* _TO BE DONE_
Starting with the line that contains "Pass this photo to locate to point out the handbag." and going on through the line that contains "x=320, y=283", write out every line of the material again, requests included. Offset each x and y coordinate in the answers by -144.

[Records of labeled points]

## begin

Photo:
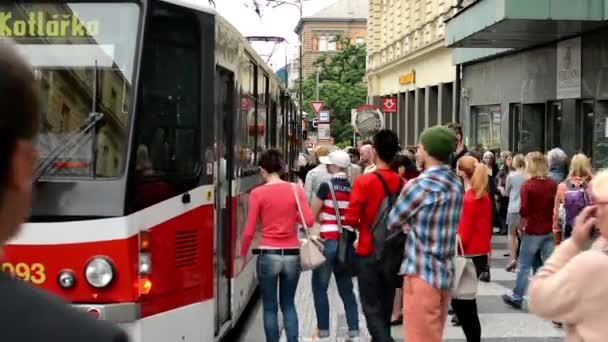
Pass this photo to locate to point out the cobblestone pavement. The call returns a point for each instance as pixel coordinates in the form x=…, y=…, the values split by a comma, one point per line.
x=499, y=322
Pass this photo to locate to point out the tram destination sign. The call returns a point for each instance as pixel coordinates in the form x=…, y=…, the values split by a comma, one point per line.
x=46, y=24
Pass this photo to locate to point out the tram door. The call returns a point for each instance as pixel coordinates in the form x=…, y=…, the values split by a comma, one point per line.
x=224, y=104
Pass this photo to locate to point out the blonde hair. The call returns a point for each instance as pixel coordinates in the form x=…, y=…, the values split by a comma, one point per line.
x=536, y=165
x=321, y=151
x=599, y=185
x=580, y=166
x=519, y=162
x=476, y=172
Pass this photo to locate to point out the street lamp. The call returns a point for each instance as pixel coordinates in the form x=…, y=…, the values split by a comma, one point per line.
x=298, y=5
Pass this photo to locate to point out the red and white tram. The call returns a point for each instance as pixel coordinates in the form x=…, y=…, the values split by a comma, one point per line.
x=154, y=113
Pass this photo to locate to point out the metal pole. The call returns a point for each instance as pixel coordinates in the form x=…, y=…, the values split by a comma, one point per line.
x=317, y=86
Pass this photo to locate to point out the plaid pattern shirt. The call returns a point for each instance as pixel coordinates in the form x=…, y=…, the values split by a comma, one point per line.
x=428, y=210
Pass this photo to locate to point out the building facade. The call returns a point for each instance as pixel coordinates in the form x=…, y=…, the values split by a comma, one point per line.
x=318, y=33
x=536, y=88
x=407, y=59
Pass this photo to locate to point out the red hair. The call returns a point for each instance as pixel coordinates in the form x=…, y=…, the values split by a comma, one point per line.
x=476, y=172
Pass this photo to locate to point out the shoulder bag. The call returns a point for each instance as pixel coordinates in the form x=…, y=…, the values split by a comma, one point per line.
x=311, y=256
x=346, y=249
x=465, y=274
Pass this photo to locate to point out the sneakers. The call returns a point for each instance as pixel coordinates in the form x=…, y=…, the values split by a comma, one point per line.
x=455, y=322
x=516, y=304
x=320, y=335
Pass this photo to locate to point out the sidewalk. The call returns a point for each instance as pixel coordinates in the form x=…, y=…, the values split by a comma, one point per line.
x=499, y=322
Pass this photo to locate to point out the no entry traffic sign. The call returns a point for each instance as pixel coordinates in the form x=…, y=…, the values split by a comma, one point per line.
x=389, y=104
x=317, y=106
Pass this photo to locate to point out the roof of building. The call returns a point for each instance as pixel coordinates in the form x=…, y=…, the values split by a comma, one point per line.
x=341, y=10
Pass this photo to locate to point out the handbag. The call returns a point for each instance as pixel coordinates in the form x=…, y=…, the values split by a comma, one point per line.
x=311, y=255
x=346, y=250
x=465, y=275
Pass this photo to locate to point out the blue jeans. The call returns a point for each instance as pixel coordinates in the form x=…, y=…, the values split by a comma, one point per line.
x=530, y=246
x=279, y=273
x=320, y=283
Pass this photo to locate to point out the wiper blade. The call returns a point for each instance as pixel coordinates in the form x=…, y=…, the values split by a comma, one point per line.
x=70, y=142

## end

* _RESPONSE_
Pass this photo to locate to point out the handbag. The call returns a point for each instance as pixel coordinates in the form x=…, y=…, the values split by a comma, one point per line.
x=167, y=111
x=202, y=106
x=321, y=131
Pass this photo to locate to point out the blue jeans. The call returns a point for each instance as pixel coordinates in the form x=…, y=…, the values split by a comma, one point per line.
x=386, y=102
x=135, y=129
x=176, y=139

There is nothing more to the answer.